§ **ABOUT THIS EXERCISE**: Retype every entry below without any change.

§ **EXTRACTED MATERIAL**:
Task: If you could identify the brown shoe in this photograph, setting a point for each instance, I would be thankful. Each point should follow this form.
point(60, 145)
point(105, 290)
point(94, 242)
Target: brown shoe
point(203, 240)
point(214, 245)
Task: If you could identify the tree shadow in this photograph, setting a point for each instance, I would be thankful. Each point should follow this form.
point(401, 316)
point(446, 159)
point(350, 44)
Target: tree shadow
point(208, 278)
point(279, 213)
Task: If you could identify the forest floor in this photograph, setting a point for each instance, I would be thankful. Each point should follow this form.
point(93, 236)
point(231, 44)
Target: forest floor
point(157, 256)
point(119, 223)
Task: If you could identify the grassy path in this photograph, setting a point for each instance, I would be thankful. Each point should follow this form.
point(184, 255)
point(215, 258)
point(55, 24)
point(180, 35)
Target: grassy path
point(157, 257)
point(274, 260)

§ **TASK RESULT**:
Task: If you could identify the brown shoe in this photograph, setting a point for each instance, I would be thankful. Each point should follow this form.
point(60, 145)
point(105, 290)
point(94, 242)
Target: brown shoe
point(203, 240)
point(214, 245)
Task: If you could identify the tree shadow in this photograph, setting a point for each instance, I would be thankful. Each point should follow this form.
point(401, 316)
point(446, 159)
point(350, 44)
Target: tree shadow
point(208, 278)
point(279, 213)
Task: If you could identify the forest floor in this photograph, setting a point for each instance, I would be thankful. Each point should follow this form.
point(93, 236)
point(231, 44)
Target: forest floor
point(157, 256)
point(119, 223)
Task: If you could identify the grassy path in this photograph, setting a point for each instance, I would be thankful. Each point should follow this form.
point(184, 255)
point(215, 258)
point(55, 24)
point(180, 35)
Target: grassy path
point(157, 257)
point(274, 260)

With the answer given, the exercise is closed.